→ **Source extract**:
BEGIN

It was over 10 years ago now that Mitrione, a former NFL player, burst on to the mixed martial arts scene as a participant on The Ultimate Fighter, yet it was perhaps his breakout win over Kimbo Slice, a fellow TUF competitor, that really put his name up in lights and signalled the arrival of a heavyweight worth keeping an eye on.
“Pat Barry got me through that fight,” Mitrione remembered of the Kimbo win. “He got me prepared and did everything he had to do to get me to that fight. We were dancing in the back. Before they pulled the curtain, we were dancing. It was foolish but he was so good at just letting everyone chill. Pat Barry is a hell of a good friend of mine. Ten years. Baby Kimbo is a good boy too.”
In the 10 years that have passed since that fight Mitrione has had plenty of ups and downs and fought most of the notable heavyweights of his era. He has big wins over the likes of Derrick Lewis, Gabriel Gonzaga, Roy Nelson, and of course Fedor. He has also come up short from time to time but knows, based on his experience, that there is often more to take from a defeat than there is from a victory. Not just that, Mitrione has shown in an 11-year pro fighting career the importance of sticking around and coming back stronger. Wait long enough and things start to open up. He understands this now.
“I think that was a tremendous learning experience,” Mitrione said of a 2018 loss to Ryan Bader in the Bellator heavyweight Grand Prix semi-final. “I’d like to fight Bader (again).
“I will say this, most traditional heavyweights are going to struggle with a guy like Ryan Bader and most traditional heavyweights are going to struggle with a guy like Linton Vassell. Linton beat Kharitonov like he stole something. Once he got him on the ground it was over. Linton’s tough. I’ve been underneath Linton a lot of times in practise. It’s a miserable experience, he is very good on top. He’s smothering and exhausting. He’s good. There’s not a lot of heavyweights that have developed that shot, takedown game and smother you on top. It’s frustrating.
“I don’t know who’s earned it. I would like to think I have. I’d like to think Kharitonov has. Even Cheick Kongo. I think one of the things is you have to have a position of excitement when you fight. It can’t be edging decisions. You have to let your balls hang and let it go. You’ll win some and lose some, but you’ll have a fanbase that respects that you don’t always play it safe. I understand it’s mixed martial arts and I’m not bitching about the sport, I’m just saying it’s a very complicated quagmire of blah. I don’t know the answer.”

END

→ **Actions to take**:
A. Decide whether each statement agrees with the Mitrione article, answering yes or no and quoting the words of the article that decide it: (i) Mitrione first appeared in mixed martial arts as a participant on The Ultimate Fighter; (ii) Mitrione credits Pat Barry with getting him through his fight against Derrick Lewis; (iii) Mitrione lost to Ryan Bader in the final of the 2018 Bellator heavyweight Grand Prix.
B. Repeat word for word the stretch of the Mitrione article from "In the 10 years" through "fight Bader (again).".

→ **Records**:
BEGIN

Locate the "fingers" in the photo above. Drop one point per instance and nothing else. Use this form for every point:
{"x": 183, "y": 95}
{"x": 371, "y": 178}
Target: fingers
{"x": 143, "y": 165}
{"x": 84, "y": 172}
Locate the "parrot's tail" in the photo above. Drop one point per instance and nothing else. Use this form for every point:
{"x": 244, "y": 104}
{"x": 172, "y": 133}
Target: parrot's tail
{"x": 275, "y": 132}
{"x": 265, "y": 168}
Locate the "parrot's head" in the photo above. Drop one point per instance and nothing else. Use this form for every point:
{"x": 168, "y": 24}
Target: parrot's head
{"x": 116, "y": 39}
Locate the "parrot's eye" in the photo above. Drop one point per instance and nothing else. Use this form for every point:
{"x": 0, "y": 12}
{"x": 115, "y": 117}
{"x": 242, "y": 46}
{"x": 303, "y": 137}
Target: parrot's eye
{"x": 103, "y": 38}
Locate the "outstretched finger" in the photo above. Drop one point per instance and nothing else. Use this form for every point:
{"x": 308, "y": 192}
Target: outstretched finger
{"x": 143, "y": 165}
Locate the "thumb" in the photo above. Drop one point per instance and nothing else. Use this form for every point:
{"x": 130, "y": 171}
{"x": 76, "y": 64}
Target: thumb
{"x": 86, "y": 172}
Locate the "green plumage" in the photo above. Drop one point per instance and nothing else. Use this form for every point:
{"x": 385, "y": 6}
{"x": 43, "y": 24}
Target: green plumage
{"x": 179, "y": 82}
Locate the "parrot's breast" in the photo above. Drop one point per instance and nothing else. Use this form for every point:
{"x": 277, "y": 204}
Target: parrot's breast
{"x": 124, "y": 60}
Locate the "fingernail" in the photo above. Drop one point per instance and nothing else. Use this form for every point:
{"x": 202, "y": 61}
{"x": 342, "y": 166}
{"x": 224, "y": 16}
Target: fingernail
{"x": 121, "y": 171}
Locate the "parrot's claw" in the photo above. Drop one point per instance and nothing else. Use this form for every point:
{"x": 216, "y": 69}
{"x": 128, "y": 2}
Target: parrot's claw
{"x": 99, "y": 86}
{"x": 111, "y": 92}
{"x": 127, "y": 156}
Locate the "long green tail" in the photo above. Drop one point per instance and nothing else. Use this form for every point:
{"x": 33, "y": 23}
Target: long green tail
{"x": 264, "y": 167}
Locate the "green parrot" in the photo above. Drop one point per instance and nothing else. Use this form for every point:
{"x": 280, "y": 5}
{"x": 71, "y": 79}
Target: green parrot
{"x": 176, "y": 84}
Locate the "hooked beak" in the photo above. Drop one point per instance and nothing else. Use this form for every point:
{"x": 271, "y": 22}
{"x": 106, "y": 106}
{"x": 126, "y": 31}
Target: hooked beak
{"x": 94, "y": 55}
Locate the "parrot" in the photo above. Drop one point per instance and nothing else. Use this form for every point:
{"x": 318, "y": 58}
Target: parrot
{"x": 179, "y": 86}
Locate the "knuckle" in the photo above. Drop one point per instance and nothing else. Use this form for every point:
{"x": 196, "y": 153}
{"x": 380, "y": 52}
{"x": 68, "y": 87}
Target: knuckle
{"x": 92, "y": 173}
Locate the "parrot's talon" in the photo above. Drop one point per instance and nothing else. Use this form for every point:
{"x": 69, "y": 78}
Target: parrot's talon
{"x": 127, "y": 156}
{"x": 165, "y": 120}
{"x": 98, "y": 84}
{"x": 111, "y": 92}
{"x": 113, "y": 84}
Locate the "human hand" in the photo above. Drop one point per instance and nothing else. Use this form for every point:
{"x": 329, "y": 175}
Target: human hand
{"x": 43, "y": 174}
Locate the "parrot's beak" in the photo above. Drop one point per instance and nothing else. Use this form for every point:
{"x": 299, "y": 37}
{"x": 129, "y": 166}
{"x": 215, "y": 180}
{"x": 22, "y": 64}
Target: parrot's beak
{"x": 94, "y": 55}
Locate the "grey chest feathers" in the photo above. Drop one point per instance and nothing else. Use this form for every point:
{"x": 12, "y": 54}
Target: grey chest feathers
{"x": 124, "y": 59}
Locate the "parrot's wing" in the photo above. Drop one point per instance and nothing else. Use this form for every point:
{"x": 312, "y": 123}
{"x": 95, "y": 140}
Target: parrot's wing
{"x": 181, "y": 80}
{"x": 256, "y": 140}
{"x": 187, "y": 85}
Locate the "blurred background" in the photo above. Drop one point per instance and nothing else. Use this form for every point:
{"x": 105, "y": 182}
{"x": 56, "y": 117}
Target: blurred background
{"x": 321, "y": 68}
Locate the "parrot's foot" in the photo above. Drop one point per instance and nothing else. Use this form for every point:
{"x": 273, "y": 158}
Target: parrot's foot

END

→ **Results in order**:
A.
(i) Yes: "burst on to the mixed martial arts scene as a participant on The Ultimate Fighter"
(ii) No: "“Pat Barry got me through that fight,” Mitrione remembered of the Kimbo win."
(iii) No: "a 2018 loss to Ryan Bader in the Bellator heavyweight Grand Prix semi-final"

B.
In the 10 years that have passed since that fight Mitrione has had plenty of ups and downs and fought most of the notable heavyweights of his era. He has big wins over the likes of Derrick Lewis, Gabriel Gonzaga, Roy Nelson, and of course Fedor. He has also come up short from time to time but knows, based on his experience, that there is often more to take from a defeat than there is from a victory. Not just that, Mitrione has shown in an 11-year pro fighting career the importance of sticking around and coming back stronger. Wait long enough and things start to open up. He understands this now.
“I think that was a tremendous learning experience,” Mitrione said of a 2018 loss to Ryan Bader in the Bellator heavyweight Grand Prix semi-final. “I’d like to fight Bader (again).